— Try it —
Pull out each line of the data below that contains the string "rule". Matches must be case-sensitive.

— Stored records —
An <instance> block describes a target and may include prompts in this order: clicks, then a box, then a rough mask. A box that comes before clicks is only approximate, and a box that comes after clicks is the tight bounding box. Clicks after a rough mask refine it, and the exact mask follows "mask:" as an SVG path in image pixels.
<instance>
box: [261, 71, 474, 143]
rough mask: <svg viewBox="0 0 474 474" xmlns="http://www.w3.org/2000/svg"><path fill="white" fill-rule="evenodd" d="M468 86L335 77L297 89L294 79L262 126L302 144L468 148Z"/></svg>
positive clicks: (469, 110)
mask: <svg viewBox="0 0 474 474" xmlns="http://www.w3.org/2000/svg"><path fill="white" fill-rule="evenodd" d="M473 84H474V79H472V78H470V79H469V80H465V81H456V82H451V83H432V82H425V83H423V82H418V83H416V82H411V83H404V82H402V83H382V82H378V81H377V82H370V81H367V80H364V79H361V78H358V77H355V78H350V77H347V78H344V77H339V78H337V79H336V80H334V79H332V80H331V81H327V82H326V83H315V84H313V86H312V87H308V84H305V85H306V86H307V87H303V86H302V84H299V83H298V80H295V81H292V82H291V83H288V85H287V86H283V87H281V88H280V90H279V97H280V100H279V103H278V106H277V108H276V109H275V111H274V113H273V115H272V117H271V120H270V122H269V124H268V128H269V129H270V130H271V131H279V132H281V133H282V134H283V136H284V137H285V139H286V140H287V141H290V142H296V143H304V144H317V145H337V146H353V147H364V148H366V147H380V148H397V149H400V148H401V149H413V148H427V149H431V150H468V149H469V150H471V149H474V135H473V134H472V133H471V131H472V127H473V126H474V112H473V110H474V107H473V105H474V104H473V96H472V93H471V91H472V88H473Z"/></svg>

— Exercise solution —
rough mask: <svg viewBox="0 0 474 474" xmlns="http://www.w3.org/2000/svg"><path fill="white" fill-rule="evenodd" d="M468 86L335 77L297 89L294 79L262 126L302 144L468 148Z"/></svg>
mask: <svg viewBox="0 0 474 474" xmlns="http://www.w3.org/2000/svg"><path fill="white" fill-rule="evenodd" d="M473 84H474V79H472V78H470V79H469V80H465V81H456V82H451V83H432V82H425V83H423V82H418V83H416V82H411V83H404V82H402V83H382V82H378V81H377V82H370V81H367V80H364V79H361V78H358V77H355V78H350V77H347V78H344V77H339V78H337V79H336V80H334V79H332V80H331V81H327V82H326V83H315V84H313V86H312V87H308V84H305V85H306V86H307V87H303V86H302V84H299V83H298V80H295V81H292V82H291V83H288V85H287V86H283V87H281V88H280V90H279V97H280V100H279V103H278V106H277V108H276V109H275V111H274V113H273V115H272V117H271V120H270V122H269V124H268V128H269V129H270V130H271V131H279V132H281V133H282V134H283V136H284V137H285V139H286V140H287V141H290V142H296V143H304V144H317V145H337V146H353V147H364V148H366V147H380V148H397V149H400V148H401V149H413V148H427V149H431V150H468V149H469V150H471V149H474V135H473V134H472V133H471V131H472V127H473V126H474V112H473V110H474V107H473V105H474V104H473V96H472V93H471V91H472V88H473Z"/></svg>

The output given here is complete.